Le film raconte dailleurs moins la course forcenée d'un bourgeois
qui perd ses repères (comme a pu le faire Chute libre
(1993) de Joel Schumacher) et comme le laissait présager le
titre, hautement révélateur, que les étapes d'une vie quotidienne
bien remplie par toutes les responsabilités ternes dun père
de famille, dessinateur technique. Le spectateur assiste alors
au travail consciencieux et solitaire dans une agence d'architecture,
aux réunions et promenades en forêt enneigée de famille avec
les disputes obligatoires et banales de l'épouse avec la belle-mère,
au rendez-vous avec l'institutrice qui fait part de son inquiétude
quant aux déficiences scolaires du jeune fils ou à une fête
d'entreprise bien arrosée. La séquence la plus mémorable est
sans doute celle du magasin de disques où M. R (Kurt Raab)
veut acheter une chanson qu'il a entendue à la radio, mais
dont il ignore le titre et l'interprète. Les vendeuses mi-gênées,
mi-amusées font alors passer la crème de la musique populaire
ringarde de l'époque, de Heintje, en passant par Roberto Blanco,
jusqu’à Freddy Quinn.

_Consigne_. D'après le texte sur le film, que M. R souhaite-t-il acheter au magasin de disques ? Les lignes enregistrées n'ont aucun rapport avec le texte ci-dessus.

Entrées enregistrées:
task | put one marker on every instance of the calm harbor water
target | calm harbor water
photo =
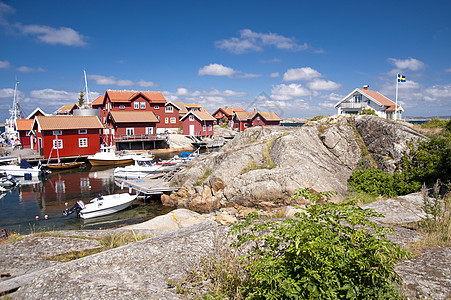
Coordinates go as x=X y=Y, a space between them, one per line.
x=60 y=190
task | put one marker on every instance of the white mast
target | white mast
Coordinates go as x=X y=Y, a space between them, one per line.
x=88 y=100
x=396 y=101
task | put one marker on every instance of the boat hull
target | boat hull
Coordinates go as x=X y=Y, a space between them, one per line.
x=110 y=162
x=108 y=205
x=20 y=172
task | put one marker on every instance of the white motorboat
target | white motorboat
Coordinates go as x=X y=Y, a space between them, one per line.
x=108 y=157
x=101 y=205
x=24 y=169
x=143 y=167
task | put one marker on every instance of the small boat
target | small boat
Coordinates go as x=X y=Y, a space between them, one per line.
x=101 y=205
x=143 y=167
x=108 y=157
x=63 y=166
x=8 y=181
x=24 y=169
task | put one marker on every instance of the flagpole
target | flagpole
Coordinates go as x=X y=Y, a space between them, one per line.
x=396 y=101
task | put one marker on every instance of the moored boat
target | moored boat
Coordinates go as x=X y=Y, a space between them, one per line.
x=108 y=157
x=101 y=205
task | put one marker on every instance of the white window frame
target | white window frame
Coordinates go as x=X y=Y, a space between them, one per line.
x=82 y=142
x=129 y=131
x=58 y=144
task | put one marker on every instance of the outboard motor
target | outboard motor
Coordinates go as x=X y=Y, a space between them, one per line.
x=12 y=179
x=79 y=205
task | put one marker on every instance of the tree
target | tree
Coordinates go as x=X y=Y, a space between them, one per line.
x=81 y=99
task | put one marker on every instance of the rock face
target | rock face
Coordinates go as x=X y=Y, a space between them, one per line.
x=386 y=141
x=263 y=166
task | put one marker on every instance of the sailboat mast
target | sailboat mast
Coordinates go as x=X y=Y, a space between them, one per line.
x=88 y=100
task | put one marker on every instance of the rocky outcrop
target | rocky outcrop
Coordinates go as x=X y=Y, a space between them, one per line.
x=264 y=166
x=386 y=141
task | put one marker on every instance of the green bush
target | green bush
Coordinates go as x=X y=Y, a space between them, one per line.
x=325 y=253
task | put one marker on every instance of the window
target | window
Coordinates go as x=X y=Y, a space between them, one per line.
x=83 y=142
x=130 y=131
x=57 y=144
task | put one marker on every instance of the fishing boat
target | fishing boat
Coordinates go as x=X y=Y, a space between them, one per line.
x=23 y=169
x=143 y=167
x=101 y=205
x=108 y=157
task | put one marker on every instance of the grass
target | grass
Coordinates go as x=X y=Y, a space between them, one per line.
x=206 y=174
x=107 y=242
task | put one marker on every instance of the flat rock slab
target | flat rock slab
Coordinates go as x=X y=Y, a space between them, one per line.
x=141 y=270
x=427 y=276
x=400 y=210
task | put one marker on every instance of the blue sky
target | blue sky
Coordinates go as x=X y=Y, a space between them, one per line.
x=296 y=58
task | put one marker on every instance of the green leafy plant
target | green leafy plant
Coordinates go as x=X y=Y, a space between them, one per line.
x=329 y=252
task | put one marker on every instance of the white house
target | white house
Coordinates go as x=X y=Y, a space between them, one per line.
x=360 y=99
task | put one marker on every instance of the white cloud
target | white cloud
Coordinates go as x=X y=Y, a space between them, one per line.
x=325 y=85
x=112 y=80
x=410 y=63
x=255 y=41
x=306 y=73
x=26 y=69
x=216 y=70
x=288 y=92
x=49 y=35
x=220 y=70
x=4 y=64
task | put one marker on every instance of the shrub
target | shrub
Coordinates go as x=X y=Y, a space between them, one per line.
x=325 y=253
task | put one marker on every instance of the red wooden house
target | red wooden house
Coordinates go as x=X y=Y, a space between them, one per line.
x=243 y=120
x=198 y=123
x=139 y=101
x=221 y=114
x=66 y=136
x=139 y=124
x=23 y=126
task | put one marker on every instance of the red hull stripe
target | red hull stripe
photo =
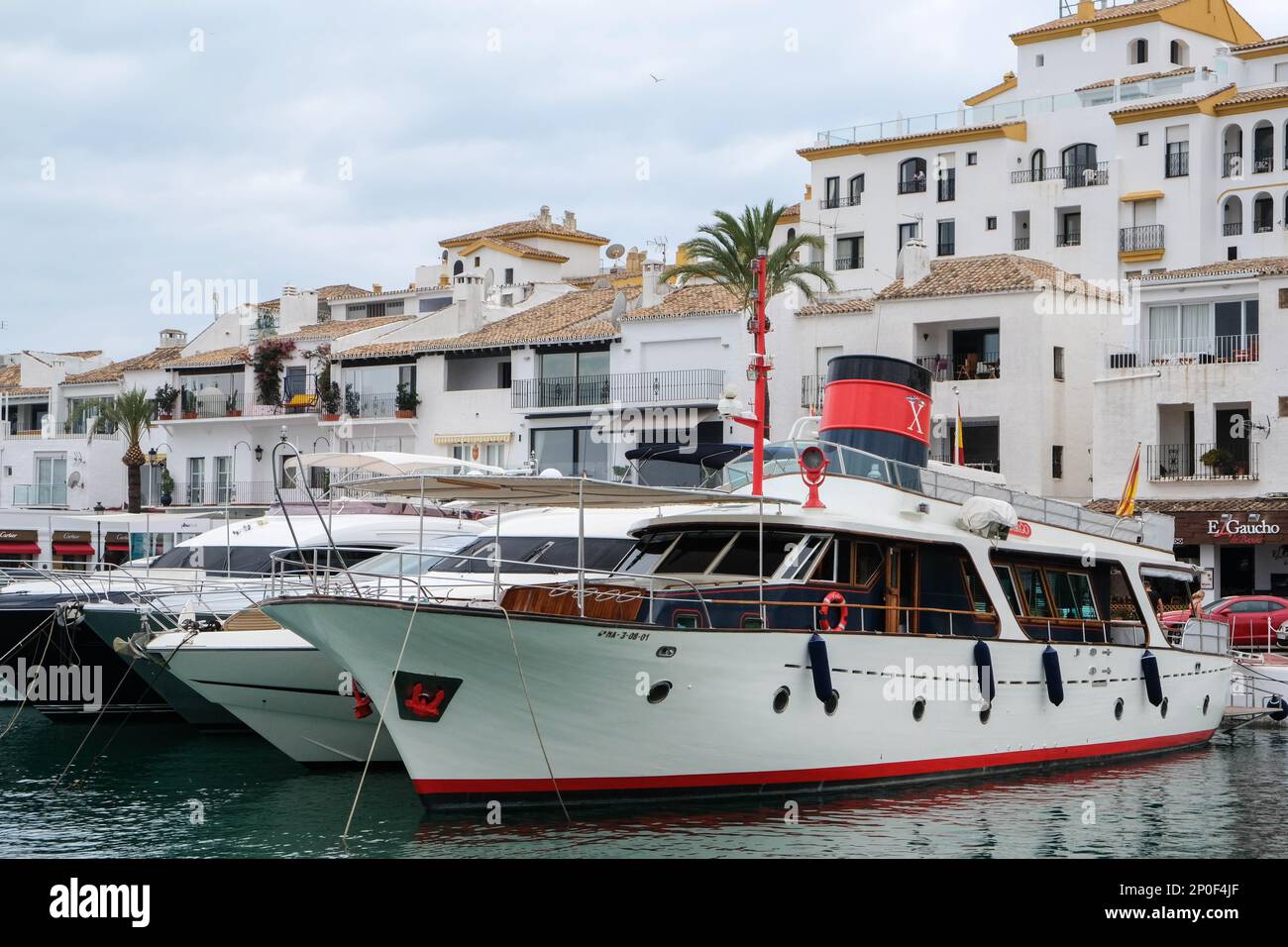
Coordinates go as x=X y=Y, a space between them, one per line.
x=871 y=771
x=877 y=406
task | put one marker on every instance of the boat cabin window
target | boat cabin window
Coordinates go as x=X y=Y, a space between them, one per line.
x=1063 y=599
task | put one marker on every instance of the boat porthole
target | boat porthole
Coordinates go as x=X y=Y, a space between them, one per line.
x=781 y=697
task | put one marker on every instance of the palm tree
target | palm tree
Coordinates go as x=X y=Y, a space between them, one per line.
x=726 y=249
x=130 y=414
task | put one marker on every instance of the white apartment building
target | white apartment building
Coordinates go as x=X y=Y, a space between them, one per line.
x=1203 y=386
x=1126 y=137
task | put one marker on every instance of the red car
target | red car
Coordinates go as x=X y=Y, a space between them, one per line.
x=1253 y=620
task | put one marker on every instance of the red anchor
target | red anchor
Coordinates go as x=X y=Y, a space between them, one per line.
x=361 y=702
x=421 y=705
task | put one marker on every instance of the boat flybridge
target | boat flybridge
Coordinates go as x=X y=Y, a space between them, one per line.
x=861 y=618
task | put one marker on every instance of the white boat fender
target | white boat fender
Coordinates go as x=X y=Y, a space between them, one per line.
x=822 y=669
x=984 y=665
x=1055 y=684
x=1278 y=706
x=1153 y=684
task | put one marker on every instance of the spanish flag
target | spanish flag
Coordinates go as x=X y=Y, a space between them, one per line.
x=960 y=454
x=1127 y=505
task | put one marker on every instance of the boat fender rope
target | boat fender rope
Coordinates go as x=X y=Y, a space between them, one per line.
x=820 y=668
x=1153 y=684
x=1055 y=684
x=1279 y=706
x=832 y=598
x=987 y=682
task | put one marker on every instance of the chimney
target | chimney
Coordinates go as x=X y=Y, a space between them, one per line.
x=651 y=285
x=913 y=263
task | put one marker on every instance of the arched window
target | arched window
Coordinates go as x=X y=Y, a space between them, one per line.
x=1262 y=147
x=1232 y=217
x=1080 y=165
x=1262 y=214
x=912 y=175
x=1232 y=153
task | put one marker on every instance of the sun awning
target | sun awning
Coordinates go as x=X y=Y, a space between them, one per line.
x=73 y=549
x=20 y=549
x=385 y=463
x=549 y=491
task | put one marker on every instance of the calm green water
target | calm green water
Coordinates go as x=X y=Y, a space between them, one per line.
x=137 y=800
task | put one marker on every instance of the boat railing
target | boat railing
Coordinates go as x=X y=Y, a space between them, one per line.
x=782 y=459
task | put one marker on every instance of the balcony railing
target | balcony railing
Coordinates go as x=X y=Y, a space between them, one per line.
x=1236 y=462
x=962 y=368
x=627 y=388
x=1219 y=350
x=1072 y=175
x=40 y=495
x=1147 y=237
x=833 y=202
x=811 y=390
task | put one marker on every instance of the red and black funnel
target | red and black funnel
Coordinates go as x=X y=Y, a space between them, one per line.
x=879 y=405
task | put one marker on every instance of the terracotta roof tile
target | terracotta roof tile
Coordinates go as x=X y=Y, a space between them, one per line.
x=516 y=230
x=700 y=299
x=232 y=355
x=966 y=275
x=1260 y=265
x=837 y=307
x=1103 y=16
x=115 y=371
x=575 y=316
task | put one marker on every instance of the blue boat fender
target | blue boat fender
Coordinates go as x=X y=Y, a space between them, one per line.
x=822 y=669
x=1153 y=682
x=1055 y=684
x=984 y=665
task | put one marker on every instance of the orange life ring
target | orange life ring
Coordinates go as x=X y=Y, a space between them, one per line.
x=833 y=598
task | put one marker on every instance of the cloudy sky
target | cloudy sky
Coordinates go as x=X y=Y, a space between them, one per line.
x=312 y=142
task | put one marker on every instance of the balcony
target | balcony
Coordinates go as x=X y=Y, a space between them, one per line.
x=629 y=388
x=1146 y=239
x=40 y=495
x=836 y=201
x=1072 y=175
x=1237 y=462
x=811 y=390
x=1220 y=350
x=962 y=368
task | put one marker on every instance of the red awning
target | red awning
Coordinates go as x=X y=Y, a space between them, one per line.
x=73 y=549
x=20 y=548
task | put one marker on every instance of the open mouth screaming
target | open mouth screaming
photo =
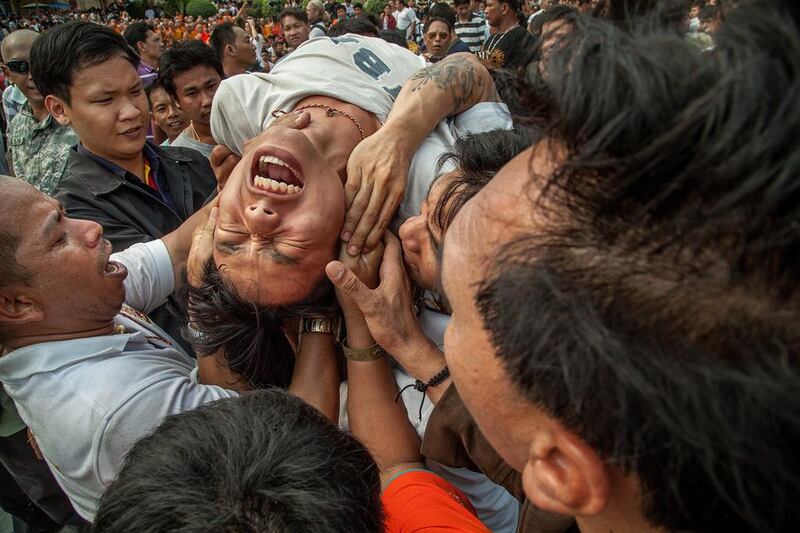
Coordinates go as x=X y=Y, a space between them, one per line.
x=276 y=176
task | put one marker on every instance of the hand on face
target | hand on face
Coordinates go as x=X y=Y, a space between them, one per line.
x=388 y=309
x=377 y=172
x=202 y=247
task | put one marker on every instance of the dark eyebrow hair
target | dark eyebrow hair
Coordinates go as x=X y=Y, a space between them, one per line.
x=271 y=252
x=53 y=220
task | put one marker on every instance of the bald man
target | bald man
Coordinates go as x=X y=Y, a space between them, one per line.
x=39 y=145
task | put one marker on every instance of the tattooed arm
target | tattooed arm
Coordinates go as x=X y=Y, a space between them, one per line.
x=378 y=167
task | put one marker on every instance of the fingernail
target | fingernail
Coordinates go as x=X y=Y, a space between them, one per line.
x=335 y=270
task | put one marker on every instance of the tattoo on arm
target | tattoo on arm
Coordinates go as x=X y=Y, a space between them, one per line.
x=460 y=78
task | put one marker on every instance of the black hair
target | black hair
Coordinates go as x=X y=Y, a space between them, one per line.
x=299 y=14
x=60 y=52
x=265 y=461
x=443 y=11
x=512 y=4
x=478 y=157
x=357 y=25
x=137 y=33
x=443 y=20
x=153 y=87
x=657 y=320
x=708 y=13
x=391 y=36
x=251 y=336
x=557 y=12
x=222 y=36
x=182 y=57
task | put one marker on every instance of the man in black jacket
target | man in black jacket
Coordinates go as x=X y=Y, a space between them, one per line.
x=137 y=191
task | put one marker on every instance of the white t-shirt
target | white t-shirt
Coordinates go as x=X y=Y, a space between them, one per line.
x=364 y=71
x=89 y=400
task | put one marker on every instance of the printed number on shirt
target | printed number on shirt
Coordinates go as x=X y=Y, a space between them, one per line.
x=370 y=64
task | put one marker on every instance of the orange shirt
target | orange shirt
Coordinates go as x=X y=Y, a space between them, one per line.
x=419 y=500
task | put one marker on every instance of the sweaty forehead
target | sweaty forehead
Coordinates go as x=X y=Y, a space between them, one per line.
x=506 y=208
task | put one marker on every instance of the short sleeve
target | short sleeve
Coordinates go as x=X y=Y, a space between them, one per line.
x=143 y=412
x=421 y=501
x=151 y=278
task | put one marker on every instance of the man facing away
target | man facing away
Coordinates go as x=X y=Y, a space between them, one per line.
x=469 y=26
x=234 y=48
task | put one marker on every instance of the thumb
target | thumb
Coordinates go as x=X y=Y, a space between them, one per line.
x=347 y=282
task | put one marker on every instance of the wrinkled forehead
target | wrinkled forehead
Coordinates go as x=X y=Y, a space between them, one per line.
x=506 y=208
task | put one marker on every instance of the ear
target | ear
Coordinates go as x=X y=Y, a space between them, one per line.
x=58 y=108
x=17 y=309
x=564 y=475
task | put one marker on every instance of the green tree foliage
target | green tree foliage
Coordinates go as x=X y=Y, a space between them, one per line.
x=374 y=6
x=201 y=8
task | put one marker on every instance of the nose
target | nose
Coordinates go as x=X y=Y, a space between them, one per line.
x=408 y=231
x=92 y=232
x=129 y=111
x=261 y=218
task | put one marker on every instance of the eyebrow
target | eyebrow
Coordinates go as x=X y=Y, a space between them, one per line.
x=53 y=220
x=274 y=254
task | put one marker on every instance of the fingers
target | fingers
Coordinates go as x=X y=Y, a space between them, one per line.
x=223 y=161
x=356 y=211
x=347 y=282
x=218 y=154
x=384 y=219
x=393 y=270
x=369 y=221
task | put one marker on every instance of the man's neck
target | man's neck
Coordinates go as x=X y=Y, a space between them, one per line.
x=150 y=62
x=507 y=23
x=202 y=132
x=336 y=137
x=232 y=68
x=38 y=110
x=28 y=339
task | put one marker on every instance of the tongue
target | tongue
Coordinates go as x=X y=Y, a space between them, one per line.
x=281 y=173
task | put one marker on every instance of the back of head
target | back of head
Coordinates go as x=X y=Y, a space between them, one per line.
x=358 y=25
x=664 y=306
x=222 y=35
x=443 y=11
x=263 y=462
x=67 y=48
x=14 y=43
x=298 y=14
x=182 y=57
x=551 y=14
x=136 y=33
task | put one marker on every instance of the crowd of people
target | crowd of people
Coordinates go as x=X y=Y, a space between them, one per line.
x=466 y=266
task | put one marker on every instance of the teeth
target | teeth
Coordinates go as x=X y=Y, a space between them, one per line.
x=269 y=184
x=264 y=160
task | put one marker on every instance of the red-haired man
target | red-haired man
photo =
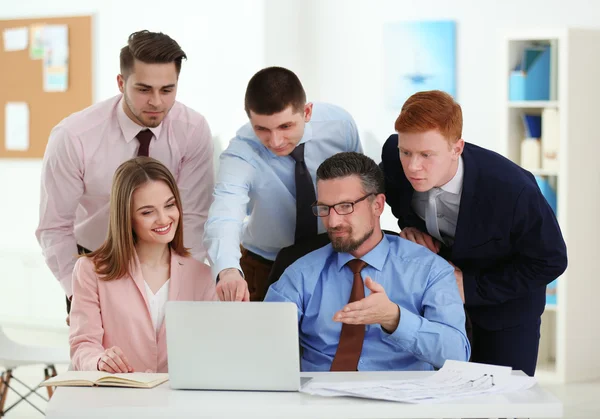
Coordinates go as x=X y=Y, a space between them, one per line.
x=485 y=215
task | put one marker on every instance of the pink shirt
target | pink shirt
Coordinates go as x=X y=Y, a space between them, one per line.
x=117 y=313
x=84 y=151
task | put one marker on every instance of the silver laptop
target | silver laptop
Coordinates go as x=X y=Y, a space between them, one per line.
x=233 y=345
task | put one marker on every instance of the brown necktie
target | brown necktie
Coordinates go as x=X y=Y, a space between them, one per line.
x=144 y=137
x=353 y=335
x=306 y=221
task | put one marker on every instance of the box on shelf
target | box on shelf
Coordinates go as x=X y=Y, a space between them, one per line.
x=550 y=139
x=531 y=79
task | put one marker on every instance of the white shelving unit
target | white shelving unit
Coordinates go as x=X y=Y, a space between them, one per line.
x=570 y=335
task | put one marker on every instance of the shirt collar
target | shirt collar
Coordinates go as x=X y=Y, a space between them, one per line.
x=375 y=258
x=454 y=186
x=130 y=128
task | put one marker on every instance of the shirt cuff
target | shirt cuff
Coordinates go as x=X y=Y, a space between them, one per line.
x=470 y=290
x=225 y=264
x=67 y=284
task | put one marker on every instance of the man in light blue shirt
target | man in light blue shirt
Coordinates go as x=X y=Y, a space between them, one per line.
x=407 y=315
x=265 y=185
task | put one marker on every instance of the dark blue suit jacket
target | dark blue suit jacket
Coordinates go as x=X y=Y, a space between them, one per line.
x=507 y=243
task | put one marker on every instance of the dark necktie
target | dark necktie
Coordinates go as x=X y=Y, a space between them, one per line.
x=144 y=137
x=352 y=335
x=306 y=221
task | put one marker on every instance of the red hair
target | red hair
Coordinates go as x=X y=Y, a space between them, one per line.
x=431 y=110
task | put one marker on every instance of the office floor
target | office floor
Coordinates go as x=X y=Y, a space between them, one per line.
x=581 y=400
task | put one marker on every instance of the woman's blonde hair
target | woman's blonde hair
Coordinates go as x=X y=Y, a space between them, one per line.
x=113 y=259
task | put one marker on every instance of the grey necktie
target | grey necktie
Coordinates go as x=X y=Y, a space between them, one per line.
x=431 y=213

_Réponse complète_. Une chanson qu'il a entendue à la radio, mais dont il ignore le titre et l'interprète.